### Alıntı
........

Konuk yazarımız Kenan Serkan listeledi, haberiniz olsun. (Kenan Serkan)
Her ne kadar “Adamlar artık bir tuşa basıyor şehirler yok oluyor, tank ne ki?” diye düşünenlerimiz çok ise de tanklar hâlâ ülkelerin çuvalla para akıttığı, binlercesini elinde tuttuğu savaş araçlarından biri.
Bir ülke diğerini tehdit eder gibi olduğu zaman analistlerin ilk açıp baktığı şey iki tarafın kaç tankı var, modeli ne gibi özellikler oluyor. Onlarca tonluk bu korkutucu araçlar ilk ortaya çıktıkları 1916 senesinden bugüne kadar bir sürü değişim geçirdi.
Tanklar hâlâ var evet ama bu tankların karşısında geçmişten bugüne ne vardı… İşte buyrun huzurlarınızda geçmişten bugüne 15 mühim anti-tank makinesi.
Mauser T Tüfeği
Tanklarla karşılaşınca ne yapacağını bilemeyen Almanlar, tankın normal tüfeklerle delinmediğini görünce daha büyük bir tüfek gerektiğini düşünmüşler. 1916’da Hulk gibi bir arkadaşı dahi zorlayacak 17 kiloluk böyle bir silah yapmışlar. Yaprak sarma gibi 13 mm mermiler atan bu silahın biraz geri tepeceğini savaşın heyecanı içinde unutmuş olsalar gerek, zira tank görüp bu tüfeği omuzlayıp “Ya Allah!” diyen her asker ikinci mermide omzunu çıkarmış.

........

### Seçilmiş veriler

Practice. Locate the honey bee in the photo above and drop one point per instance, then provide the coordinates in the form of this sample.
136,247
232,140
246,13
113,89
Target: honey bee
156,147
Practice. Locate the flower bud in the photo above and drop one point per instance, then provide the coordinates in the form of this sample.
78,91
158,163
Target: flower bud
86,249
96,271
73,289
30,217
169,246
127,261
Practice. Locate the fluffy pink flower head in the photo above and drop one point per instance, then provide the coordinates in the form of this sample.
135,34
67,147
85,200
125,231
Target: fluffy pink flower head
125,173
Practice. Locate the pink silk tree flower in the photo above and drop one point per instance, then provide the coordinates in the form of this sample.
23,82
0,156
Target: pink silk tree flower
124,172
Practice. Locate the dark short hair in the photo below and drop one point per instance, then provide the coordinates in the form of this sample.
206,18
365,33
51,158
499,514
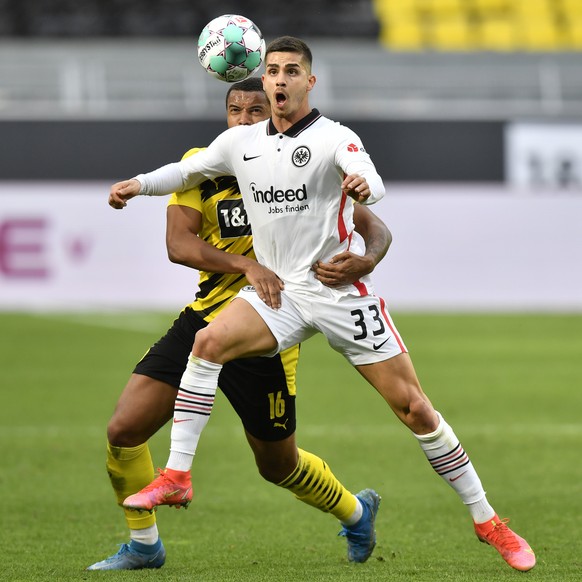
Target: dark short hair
290,44
249,85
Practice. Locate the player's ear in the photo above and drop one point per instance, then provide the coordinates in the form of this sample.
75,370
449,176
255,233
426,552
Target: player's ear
311,80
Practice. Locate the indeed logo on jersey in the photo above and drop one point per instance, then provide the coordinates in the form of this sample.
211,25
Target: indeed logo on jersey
270,195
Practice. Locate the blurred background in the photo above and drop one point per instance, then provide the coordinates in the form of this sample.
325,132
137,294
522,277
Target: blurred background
471,110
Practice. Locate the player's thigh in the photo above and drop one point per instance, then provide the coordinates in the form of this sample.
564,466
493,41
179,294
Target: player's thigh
262,392
238,331
360,328
145,405
147,401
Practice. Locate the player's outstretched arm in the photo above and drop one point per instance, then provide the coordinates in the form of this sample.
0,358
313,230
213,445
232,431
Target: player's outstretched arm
365,190
347,267
123,191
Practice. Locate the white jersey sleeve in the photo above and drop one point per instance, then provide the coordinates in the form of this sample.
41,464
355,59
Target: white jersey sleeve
348,144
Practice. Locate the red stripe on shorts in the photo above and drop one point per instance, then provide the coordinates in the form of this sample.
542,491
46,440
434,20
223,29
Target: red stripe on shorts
392,328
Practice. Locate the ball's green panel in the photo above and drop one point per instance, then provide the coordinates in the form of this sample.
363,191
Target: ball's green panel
203,36
232,33
218,64
234,55
253,60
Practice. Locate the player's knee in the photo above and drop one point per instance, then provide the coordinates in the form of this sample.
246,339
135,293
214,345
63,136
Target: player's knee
122,434
208,345
275,468
421,417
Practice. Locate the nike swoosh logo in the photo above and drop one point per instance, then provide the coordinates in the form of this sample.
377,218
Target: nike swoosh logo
453,479
378,346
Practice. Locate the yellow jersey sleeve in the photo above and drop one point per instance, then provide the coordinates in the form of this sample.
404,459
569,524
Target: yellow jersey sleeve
191,198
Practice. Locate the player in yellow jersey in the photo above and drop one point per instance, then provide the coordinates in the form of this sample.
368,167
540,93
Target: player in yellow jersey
207,230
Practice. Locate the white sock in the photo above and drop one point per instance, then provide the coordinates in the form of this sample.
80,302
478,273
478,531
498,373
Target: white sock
447,457
148,535
192,410
481,511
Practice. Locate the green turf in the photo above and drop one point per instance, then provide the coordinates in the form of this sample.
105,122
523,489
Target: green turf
509,384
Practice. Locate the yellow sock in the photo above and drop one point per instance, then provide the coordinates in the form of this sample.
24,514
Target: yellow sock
131,469
313,483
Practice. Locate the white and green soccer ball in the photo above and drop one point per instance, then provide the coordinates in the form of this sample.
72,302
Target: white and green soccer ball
231,47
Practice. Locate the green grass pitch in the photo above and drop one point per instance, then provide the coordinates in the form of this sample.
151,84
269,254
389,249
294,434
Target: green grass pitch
510,385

........

Yukarıdaki tanksavar silahları metnini hiçbir değişiklik yapmadan baştan sona yazın.

Konuk yazarımız Kenan Serkan listeledi, haberiniz olsun. (Kenan Serkan)
Her ne kadar “Adamlar artık bir tuşa basıyor şehirler yok oluyor, tank ne ki?” diye düşünenlerimiz çok ise de tanklar hâlâ ülkelerin çuvalla para akıttığı, binlercesini elinde tuttuğu savaş araçlarından biri.
Bir ülke diğerini tehdit eder gibi olduğu zaman analistlerin ilk açıp baktığı şey iki tarafın kaç tankı var, modeli ne gibi özellikler oluyor. Onlarca tonluk bu korkutucu araçlar ilk ortaya çıktıkları 1916 senesinden bugüne kadar bir sürü değişim geçirdi.
Tanklar hâlâ var evet ama bu tankların karşısında geçmişten bugüne ne vardı… İşte buyrun huzurlarınızda geçmişten bugüne 15 mühim anti-tank makinesi.
Mauser T Tüfeği
Tanklarla karşılaşınca ne yapacağını bilemeyen Almanlar, tankın normal tüfeklerle delinmediğini görünce daha büyük bir tüfek gerektiğini düşünmüşler. 1916’da Hulk gibi bir arkadaşı dahi zorlayacak 17 kiloluk böyle bir silah yapmışlar. Yaprak sarma gibi 13 mm mermiler atan bu silahın biraz geri tepeceğini savaşın heyecanı içinde unutmuş olsalar gerek, zira tank görüp bu tüfeği omuzlayıp “Ya Allah!” diyen her asker ikinci mermide omzunu çıkarmış.